La petite communiste qui ne souriait jamais



Nadia Comaneci, la petite gymnaste roumaine de quatorze ans qui déboula, en 1976, aux JO de Montréal, semblait défier les lois de la pesanteur. Elle mit en échec sept fois le tableau d'affichage, programmé pour un seul chiffre avant la virgule et non pour le 10 attribué unanimement par le jury, entrant ainsi dans l'histoire collective. Ces images, repassées en boucle, saturées de commentaires, ont été diffusées devant cinq cents millions de téléspectateurs subjugués et ont fait le tour de la planète.
Quand les caméras se braquent sur elle, avec son justaucorps sans fantaisie et sa queue de cheval nouée par un ruban rouge, c'est pour découvrir une athlète "douloureusement adorable, insupportablement trop mignonne", à la prestation parfaite. "On convoque les éléments : nage-t-elle dans un océan d'air et de silence ? On repousse le sport, trop brutal, presque vulgaire en comparaison de ce qui a lieu, on rature, on recommence : elle ne sculpte pas l'espace, elle est l'espace, elle ne transmet pas l'émotion, elle est l'émotion."
Devant l'agitation qui règne autour du tableau d'affichage défaillant, la sportive ne laisse rien transparaître. Et quand les médias se précipitent prévoyant chez elle une légitime combinaison de surprise, de modestie feinte, de joie et de minauderies enfantines, ils se heurteront à une gamine à l'assurance tranquille, consciente de sa performance et apparemment insensible à ce qui se passe dans ces jeux du cirque dont elle est l'enjeu. Elle a travaillé dur pour être la meilleure, a réussi, c'est tout.

▸ Extrait de données:

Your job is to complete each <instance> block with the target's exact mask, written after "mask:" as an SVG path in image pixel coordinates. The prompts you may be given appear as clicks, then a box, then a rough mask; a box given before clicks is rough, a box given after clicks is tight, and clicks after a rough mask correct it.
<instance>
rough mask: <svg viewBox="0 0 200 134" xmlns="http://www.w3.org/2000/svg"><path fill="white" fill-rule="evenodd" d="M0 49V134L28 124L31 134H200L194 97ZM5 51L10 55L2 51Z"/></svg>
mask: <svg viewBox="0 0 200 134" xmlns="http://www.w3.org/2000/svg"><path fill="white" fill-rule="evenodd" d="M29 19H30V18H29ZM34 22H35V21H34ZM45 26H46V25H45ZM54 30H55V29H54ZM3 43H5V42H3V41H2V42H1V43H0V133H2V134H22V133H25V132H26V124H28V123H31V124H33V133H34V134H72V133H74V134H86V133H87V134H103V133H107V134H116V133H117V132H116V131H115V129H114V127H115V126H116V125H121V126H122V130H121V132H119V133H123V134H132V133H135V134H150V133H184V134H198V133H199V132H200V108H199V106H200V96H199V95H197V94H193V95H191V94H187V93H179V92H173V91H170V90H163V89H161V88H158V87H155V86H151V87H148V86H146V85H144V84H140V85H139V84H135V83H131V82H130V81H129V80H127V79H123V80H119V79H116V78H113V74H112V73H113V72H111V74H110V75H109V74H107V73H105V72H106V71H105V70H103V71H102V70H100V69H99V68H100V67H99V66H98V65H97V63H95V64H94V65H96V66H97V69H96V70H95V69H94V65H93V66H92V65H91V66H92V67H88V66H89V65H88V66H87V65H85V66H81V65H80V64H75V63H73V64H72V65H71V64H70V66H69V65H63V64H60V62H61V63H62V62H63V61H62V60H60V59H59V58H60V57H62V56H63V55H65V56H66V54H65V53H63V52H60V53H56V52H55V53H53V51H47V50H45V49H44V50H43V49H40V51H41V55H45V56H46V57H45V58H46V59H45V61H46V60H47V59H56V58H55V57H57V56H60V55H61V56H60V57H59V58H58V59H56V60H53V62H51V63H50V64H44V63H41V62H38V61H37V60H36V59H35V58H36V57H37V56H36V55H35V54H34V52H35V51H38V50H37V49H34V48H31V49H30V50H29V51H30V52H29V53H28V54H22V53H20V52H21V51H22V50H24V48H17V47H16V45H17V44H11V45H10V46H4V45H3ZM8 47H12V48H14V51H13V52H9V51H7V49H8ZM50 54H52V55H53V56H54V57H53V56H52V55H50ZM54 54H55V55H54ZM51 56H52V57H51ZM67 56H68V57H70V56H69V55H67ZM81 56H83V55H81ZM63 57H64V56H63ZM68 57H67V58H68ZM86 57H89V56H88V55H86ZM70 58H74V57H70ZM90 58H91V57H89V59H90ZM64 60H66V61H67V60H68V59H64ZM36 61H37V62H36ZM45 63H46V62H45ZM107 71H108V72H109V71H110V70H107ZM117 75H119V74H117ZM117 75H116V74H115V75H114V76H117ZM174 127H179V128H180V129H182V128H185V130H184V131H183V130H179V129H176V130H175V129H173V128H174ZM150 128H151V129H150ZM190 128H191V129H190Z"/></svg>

▸ Exercices à résoudre:
1. Recopiez le passage du texte sur Nadia Comaneci qui commence à « La petite communiste » et se termine à « de la planète. ».
2. D'après le texte sur Nadia Comaneci, combien de fois la gymnaste a-t-elle mis en échec le tableau d'affichage ?
3. Poursuivez le texte sur Nadia Comaneci à partir de sa dernière phrase.
Le matériel n'a aucun rapport avec le texte sur Nadia Comaneci.

▸ Corrigé:
1.
La petite communiste qui ne souriait jamais



Nadia Comaneci, la petite gymnaste roumaine de quatorze ans qui déboula, en 1976, aux JO de Montréal, semblait défier les lois de la pesanteur. Elle mit en échec sept fois le tableau d'affichage, programmé pour un seul chiffre avant la virgule et non pour le 10 attribué unanimement par le jury, entrant ainsi dans l'histoire collective. Ces images, repassées en boucle, saturées de commentaires, ont été diffusées devant cinq cents millions de téléspectateurs subjugués et ont fait le tour de la planète.

2. Sept fois.

3.
C'est sur cette scène mythique que Lola Lafon ouvre sa biographie imaginée de l'icône. A partir d'un dialogue fantasmé, elle entreprend de restituer l'histoire de la championne, à partir de ses sept ans, quand Béla Károlyi et sa femme créent leur école sportive expérimentale et la repèrent. Avec cet entraîneur visionnaire et inflexible, la petite fille s'exerce sans relâche, répétant chaque geste jusqu'à la perfection, dans la destruction absolue de toute peur de la chute et de toute douleur. Mais la petite assure : "Béla est allé très loin avec moi mais j'avais mis en place une défense. […] Il n'a pas pu me briser parce qu'il n'a jamais su où étaient mes vraies limites, je ne les ai jamais dévoilées", confiera-t-elle. Et puis, en parallèle, Béla mène aussi une lutte sans merci auprès des autorités pour faire reconnaître ses méthodes et faire inscrire ses filles, malgré leur jeune âge, dans les sélections officielles.
Des années marquées par une discipline de fer et une quête incessante de la perfection, qui vont produire une génération de gymnastes audacieuses, énergiques et techniquement parfaites aptes à révolutionner mondialement la discipline.

Le résultat dépasse toute espérance : de 1975 à 1981, la "fée des Carpates" va, des JO (Montréal, Moscou) aux championnats du monde et à ceux d'Europe, accumuler 16 médailles d'or, 7 d'argent et 2 de bronze. Les médias ont leur star et les petites filles du monde entier, socialiste et capitaliste, se mettent à la gymnastique et veulent lui ressembler.
Que la gymnaste gracile et sérieuse, dont tous admirent la concentration, les prouesses techniques, la puissance et les prises de risque, reste muette devant les caméras et les micros, n'entamera en rien l'engouement général dont elle sera l'objet. Peut-être cette froideur même s'est-elle conjuguée à l'aspect androgyne de la fillette pour en faire un ange asexué, sans âge et plein de mystère.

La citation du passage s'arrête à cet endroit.